* _What is needed_: Before anything else, drop the pictures; then return exactly the lines from the top of the listing through the line with "173L199 251L105 342L280".
Segment Open
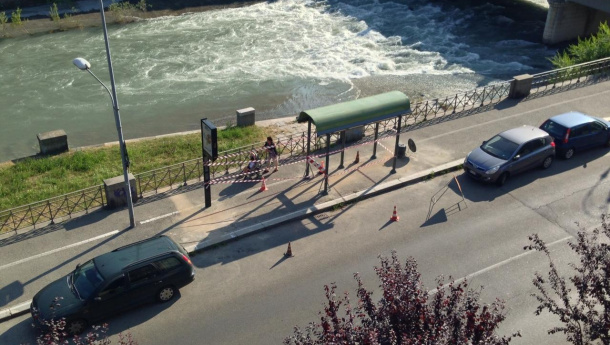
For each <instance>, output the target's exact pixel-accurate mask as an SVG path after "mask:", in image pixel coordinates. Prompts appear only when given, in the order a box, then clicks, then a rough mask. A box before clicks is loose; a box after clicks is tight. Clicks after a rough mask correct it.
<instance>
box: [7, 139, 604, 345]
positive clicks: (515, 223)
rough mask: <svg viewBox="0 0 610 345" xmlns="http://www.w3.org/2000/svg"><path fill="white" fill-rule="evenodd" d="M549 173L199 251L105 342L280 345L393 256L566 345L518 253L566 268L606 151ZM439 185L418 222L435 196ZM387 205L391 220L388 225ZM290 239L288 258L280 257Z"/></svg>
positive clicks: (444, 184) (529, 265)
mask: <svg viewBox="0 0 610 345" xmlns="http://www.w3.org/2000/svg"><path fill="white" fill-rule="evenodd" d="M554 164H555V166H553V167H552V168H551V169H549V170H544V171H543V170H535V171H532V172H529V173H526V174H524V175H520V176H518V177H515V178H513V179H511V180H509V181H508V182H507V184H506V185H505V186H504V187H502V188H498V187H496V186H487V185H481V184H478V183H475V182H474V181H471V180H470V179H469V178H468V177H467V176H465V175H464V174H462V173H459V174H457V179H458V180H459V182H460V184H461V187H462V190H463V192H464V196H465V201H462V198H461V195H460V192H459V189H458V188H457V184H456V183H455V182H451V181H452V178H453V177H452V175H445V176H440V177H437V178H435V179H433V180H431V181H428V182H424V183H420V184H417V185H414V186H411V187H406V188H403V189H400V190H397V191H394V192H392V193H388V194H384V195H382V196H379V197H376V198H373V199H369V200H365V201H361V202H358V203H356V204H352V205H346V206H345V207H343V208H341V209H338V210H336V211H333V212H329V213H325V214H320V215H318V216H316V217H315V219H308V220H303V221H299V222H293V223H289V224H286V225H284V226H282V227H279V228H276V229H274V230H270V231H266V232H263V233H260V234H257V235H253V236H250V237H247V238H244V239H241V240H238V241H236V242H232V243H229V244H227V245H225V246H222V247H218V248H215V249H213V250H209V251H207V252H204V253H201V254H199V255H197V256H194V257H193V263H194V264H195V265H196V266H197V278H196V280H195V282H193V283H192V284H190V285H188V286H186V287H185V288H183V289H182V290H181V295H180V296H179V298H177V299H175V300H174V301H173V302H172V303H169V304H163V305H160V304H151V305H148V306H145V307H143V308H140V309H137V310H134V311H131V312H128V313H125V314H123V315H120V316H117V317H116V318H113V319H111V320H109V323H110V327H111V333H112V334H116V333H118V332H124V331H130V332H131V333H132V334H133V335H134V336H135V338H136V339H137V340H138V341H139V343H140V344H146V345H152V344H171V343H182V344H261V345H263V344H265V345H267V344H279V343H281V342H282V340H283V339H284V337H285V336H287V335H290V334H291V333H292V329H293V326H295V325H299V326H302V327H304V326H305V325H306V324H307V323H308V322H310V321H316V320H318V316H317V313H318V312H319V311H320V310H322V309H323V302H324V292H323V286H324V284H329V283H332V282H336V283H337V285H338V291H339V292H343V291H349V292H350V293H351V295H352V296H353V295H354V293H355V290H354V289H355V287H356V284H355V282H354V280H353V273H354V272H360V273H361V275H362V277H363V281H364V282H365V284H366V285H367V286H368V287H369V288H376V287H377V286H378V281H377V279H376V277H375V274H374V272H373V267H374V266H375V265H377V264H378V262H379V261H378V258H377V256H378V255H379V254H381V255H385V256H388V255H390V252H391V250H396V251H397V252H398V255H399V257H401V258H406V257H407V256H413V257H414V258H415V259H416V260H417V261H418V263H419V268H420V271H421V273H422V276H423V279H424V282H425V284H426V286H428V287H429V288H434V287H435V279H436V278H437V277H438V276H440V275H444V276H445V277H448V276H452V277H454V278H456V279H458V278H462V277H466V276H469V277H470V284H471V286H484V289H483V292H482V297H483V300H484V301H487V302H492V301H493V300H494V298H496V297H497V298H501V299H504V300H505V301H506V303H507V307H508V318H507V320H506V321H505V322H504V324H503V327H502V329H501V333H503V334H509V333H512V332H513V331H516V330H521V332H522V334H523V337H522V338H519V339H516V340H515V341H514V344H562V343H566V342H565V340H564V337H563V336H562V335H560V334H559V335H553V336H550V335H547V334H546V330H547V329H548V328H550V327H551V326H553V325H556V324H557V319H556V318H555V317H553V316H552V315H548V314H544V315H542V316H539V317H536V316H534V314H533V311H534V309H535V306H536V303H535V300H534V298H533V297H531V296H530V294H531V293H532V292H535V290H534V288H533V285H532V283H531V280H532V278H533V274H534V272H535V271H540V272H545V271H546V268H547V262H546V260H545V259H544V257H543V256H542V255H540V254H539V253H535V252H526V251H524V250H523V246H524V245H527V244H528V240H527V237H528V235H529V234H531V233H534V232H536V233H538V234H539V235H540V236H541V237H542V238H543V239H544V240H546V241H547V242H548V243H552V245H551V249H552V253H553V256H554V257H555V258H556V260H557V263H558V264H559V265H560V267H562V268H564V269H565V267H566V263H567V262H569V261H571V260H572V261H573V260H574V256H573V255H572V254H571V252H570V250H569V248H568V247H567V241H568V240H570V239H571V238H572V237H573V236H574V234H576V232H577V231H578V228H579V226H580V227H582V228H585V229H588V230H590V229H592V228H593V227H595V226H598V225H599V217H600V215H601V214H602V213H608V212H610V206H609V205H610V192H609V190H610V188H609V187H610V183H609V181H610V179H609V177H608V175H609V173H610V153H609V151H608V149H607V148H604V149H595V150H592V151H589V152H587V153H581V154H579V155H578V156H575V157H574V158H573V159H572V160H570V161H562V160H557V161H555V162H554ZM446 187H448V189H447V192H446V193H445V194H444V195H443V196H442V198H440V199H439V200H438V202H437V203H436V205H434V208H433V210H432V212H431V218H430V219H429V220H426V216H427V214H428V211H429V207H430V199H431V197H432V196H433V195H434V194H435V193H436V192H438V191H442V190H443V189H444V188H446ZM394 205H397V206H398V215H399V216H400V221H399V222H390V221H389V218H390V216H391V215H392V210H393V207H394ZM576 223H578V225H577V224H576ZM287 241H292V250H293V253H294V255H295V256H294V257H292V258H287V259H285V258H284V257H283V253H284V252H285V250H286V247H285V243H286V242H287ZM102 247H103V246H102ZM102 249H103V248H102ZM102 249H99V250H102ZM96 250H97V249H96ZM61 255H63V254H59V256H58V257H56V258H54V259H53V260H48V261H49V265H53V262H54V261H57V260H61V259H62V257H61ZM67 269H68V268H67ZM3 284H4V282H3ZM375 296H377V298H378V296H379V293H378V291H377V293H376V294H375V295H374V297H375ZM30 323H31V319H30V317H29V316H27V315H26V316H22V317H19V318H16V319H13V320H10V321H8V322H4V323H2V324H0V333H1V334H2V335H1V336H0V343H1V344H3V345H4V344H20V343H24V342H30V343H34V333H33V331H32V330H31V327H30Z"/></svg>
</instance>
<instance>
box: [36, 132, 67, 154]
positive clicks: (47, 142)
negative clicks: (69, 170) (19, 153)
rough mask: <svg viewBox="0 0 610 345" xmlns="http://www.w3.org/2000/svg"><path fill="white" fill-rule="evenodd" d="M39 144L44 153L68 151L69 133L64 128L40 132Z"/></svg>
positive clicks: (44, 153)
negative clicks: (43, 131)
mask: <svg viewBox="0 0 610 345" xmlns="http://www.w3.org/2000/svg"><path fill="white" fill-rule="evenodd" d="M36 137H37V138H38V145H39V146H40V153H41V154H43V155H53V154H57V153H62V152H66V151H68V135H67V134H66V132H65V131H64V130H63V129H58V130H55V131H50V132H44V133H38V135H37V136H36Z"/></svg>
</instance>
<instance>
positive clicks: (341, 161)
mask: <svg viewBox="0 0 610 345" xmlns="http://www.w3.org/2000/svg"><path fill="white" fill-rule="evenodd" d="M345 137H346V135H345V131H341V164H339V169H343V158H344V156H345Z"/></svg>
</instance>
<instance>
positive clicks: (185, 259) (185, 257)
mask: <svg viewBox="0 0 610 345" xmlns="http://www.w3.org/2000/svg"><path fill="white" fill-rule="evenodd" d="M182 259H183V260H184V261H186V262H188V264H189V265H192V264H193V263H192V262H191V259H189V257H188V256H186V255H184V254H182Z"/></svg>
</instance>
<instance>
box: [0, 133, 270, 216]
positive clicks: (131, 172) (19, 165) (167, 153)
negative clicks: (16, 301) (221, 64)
Segment Closed
* _Task output_:
For each <instance>, output the target's exact pixel-accurate mask as an SVG path after "mask:", in image pixel coordinates. Prompts appear only when given, in the order a box, then clicks, then a rough mask. A box before clicks is loose; a box after clicks is tight. Clicks after a rough mask correct it.
<instance>
box: [7, 139, 604, 345]
positive clicks: (515, 223)
rough mask: <svg viewBox="0 0 610 345" xmlns="http://www.w3.org/2000/svg"><path fill="white" fill-rule="evenodd" d="M549 173L199 251L105 342L280 345L393 256L566 345L518 253L566 268L606 151ZM439 185L418 222L435 196ZM387 205L391 220L388 225ZM290 239L288 258L280 257Z"/></svg>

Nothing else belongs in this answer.